**Texte sélectionné**
%%

Au de la de ces orientations dirigées vers les producteurs et metteurs en marché, la future OCM viti-vinicole propose une nouvelle segmentation des vins.

Les mentions de l’étiquetage vont changer et le consommateur doit connaître la classification à venir pour s’y retrouver.

Traditionnellement, la distinction communautaire se faisait entre vin de table (pas d’indication de cépage ni de millésime) et vin de qualité.

Les vins de table communautaires regroupaient pour la France les vins de table et les vins de pays ; les vins de qualité ou Vin de Qualité Produit dans une Région Déterminée, les Vins Délimités de Qualités Supérieurs (VDQS) et les vins d’Appellation d’Origine Contrôlées (AOC).

A partir du 1er janvier 2009, la distinction s’opérera entre les vins sans indication géographique et les vins avec indication géographique.

%%

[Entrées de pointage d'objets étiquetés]
%%

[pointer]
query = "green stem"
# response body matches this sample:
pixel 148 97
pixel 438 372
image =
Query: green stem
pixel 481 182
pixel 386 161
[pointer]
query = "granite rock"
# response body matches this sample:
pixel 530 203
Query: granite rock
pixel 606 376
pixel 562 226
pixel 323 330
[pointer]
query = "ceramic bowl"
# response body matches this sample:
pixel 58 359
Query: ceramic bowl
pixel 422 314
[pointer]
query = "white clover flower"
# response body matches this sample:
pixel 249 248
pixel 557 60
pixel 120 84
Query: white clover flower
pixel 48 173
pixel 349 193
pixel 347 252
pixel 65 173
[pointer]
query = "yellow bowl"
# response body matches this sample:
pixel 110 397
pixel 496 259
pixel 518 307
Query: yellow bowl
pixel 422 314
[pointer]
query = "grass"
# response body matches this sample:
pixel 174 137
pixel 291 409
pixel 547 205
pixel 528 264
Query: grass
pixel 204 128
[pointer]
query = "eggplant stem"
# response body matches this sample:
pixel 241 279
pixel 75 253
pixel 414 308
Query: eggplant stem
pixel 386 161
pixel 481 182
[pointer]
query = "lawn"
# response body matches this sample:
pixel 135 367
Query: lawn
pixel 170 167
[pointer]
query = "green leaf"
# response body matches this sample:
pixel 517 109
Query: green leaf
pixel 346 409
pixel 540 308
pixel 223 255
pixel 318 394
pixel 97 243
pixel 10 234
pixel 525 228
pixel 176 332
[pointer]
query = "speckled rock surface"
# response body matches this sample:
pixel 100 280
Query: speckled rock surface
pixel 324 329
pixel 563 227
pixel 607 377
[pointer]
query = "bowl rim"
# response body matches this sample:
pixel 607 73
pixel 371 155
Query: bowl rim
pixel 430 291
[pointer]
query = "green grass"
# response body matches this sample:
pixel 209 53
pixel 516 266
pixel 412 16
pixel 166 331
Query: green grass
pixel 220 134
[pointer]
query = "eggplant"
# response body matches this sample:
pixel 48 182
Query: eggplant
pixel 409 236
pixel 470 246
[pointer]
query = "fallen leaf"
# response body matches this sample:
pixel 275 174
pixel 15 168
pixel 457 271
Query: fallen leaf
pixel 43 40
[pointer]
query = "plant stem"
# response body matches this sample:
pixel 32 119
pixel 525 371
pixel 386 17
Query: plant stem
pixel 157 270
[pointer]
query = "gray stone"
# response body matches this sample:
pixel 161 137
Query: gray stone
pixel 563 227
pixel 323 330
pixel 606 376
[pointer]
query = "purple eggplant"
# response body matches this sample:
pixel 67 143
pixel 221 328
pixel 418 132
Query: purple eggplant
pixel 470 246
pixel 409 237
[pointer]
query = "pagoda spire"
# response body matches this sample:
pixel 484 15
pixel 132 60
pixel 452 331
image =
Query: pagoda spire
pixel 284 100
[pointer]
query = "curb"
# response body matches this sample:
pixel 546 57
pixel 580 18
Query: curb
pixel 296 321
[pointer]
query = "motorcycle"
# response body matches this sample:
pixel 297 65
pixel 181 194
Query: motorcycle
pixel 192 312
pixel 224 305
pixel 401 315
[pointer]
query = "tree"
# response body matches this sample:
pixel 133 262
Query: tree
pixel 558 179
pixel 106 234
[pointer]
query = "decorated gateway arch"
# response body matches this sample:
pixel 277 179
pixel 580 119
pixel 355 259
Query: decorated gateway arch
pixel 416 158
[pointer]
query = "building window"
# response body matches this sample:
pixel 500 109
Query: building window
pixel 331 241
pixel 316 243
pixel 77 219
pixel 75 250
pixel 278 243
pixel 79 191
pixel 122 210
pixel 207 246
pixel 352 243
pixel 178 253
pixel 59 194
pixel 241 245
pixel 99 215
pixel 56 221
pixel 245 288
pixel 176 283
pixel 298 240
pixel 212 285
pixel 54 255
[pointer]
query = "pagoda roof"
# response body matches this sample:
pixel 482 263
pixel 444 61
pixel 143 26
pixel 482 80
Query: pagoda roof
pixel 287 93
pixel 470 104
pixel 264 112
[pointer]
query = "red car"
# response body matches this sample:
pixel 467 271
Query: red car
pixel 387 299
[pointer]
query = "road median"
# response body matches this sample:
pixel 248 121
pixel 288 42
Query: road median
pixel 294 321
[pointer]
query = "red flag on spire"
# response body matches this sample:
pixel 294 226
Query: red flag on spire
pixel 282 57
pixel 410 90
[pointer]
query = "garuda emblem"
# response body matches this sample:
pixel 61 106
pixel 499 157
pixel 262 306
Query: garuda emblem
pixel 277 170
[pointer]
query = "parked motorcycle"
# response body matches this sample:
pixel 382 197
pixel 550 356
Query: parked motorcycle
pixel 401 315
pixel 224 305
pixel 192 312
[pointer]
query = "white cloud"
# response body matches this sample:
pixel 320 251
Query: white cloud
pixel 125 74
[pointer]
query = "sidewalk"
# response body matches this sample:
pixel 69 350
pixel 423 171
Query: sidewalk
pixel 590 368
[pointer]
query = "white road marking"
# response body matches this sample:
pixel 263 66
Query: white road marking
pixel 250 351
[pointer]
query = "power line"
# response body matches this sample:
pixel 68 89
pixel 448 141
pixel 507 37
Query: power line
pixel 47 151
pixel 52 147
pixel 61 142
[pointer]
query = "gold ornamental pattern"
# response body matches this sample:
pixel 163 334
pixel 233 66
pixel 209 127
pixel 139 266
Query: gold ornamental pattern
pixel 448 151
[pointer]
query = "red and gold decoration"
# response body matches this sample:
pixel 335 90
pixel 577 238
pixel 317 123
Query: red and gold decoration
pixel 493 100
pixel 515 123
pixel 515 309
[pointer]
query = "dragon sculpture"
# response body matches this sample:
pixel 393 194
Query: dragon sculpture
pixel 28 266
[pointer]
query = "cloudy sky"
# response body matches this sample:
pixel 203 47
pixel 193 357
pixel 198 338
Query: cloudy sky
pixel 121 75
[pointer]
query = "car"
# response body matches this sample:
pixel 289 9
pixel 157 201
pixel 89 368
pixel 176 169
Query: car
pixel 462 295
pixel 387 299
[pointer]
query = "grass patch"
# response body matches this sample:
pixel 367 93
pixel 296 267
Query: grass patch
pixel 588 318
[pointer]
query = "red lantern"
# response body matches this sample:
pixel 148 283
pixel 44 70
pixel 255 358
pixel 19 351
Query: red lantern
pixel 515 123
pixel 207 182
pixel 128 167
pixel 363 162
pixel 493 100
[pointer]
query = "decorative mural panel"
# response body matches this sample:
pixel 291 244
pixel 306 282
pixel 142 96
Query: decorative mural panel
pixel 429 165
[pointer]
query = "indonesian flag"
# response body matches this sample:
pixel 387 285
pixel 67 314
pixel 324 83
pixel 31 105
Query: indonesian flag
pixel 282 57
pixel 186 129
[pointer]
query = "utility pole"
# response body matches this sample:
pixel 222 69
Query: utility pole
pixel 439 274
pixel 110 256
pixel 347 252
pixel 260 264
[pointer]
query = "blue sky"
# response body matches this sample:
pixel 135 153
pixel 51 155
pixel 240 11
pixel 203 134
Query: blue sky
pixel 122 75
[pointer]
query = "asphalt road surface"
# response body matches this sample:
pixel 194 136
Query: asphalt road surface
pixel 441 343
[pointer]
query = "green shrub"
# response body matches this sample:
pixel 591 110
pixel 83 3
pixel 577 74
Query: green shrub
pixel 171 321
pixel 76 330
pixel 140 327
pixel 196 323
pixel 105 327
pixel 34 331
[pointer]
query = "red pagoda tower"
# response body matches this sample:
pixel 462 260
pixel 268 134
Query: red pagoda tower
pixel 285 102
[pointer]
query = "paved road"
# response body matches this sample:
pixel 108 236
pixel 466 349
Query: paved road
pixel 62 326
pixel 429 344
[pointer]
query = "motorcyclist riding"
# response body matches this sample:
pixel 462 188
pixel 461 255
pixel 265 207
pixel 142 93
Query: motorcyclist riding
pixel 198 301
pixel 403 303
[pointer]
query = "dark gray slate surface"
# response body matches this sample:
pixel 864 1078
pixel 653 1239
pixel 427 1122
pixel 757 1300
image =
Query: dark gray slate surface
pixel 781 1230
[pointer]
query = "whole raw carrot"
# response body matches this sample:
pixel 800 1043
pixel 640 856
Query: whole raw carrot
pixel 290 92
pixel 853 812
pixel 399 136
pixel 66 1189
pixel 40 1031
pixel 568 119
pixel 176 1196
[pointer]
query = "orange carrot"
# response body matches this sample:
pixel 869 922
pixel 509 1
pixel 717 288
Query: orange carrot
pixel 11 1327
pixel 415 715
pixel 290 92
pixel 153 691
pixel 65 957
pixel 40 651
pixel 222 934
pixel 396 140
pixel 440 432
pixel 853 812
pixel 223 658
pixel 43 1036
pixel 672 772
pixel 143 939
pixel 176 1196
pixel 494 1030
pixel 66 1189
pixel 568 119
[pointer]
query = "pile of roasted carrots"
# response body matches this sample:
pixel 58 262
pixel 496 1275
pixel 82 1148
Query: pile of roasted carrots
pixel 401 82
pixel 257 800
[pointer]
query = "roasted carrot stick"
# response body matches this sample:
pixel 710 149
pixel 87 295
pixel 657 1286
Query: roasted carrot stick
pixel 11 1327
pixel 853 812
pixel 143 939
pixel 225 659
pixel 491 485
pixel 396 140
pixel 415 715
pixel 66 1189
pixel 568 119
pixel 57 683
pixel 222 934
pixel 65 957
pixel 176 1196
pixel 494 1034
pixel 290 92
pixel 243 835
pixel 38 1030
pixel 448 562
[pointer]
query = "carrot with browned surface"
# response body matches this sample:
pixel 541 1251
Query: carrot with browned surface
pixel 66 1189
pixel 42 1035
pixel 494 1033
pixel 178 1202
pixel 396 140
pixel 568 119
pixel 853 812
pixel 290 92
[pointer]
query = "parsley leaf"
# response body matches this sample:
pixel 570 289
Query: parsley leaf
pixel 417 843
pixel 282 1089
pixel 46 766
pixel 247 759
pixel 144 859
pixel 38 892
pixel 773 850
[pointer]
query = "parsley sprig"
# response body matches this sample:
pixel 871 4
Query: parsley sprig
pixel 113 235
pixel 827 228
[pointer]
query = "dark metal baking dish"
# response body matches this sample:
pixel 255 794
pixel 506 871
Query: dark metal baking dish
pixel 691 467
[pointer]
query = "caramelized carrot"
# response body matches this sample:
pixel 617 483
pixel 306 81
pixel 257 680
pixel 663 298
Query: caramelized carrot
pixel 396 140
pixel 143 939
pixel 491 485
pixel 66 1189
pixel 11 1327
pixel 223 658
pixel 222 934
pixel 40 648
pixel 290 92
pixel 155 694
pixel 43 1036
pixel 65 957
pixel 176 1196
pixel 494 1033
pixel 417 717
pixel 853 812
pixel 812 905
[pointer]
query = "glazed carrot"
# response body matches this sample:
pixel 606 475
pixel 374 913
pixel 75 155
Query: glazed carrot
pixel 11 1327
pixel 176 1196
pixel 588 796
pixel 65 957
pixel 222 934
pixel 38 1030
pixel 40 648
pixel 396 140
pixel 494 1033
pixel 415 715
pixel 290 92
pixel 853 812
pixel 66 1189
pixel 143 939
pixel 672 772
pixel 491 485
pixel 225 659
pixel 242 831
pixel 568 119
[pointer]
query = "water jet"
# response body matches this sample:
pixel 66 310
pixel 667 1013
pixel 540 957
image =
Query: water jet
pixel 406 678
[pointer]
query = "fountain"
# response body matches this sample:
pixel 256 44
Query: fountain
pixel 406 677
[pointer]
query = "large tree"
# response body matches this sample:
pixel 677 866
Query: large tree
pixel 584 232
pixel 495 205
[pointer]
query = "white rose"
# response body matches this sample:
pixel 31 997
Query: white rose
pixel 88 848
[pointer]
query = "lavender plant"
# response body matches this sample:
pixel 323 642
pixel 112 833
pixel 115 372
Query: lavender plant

%%

**Énoncé du problème**
Transcrivez l'extrait sur la classification des vins entre « Au de la de » et « pour s’y retrouver. », ces deux passages compris. Les données n'ont aucun lien avec l'extrait sur la classification des vins.

**Réponse finale**
Au de la de ces orientations dirigées vers les producteurs et metteurs en marché, la future OCM viti-vinicole propose une nouvelle segmentation des vins.

Les mentions de l’étiquetage vont changer et le consommateur doit connaître la classification à venir pour s’y retrouver.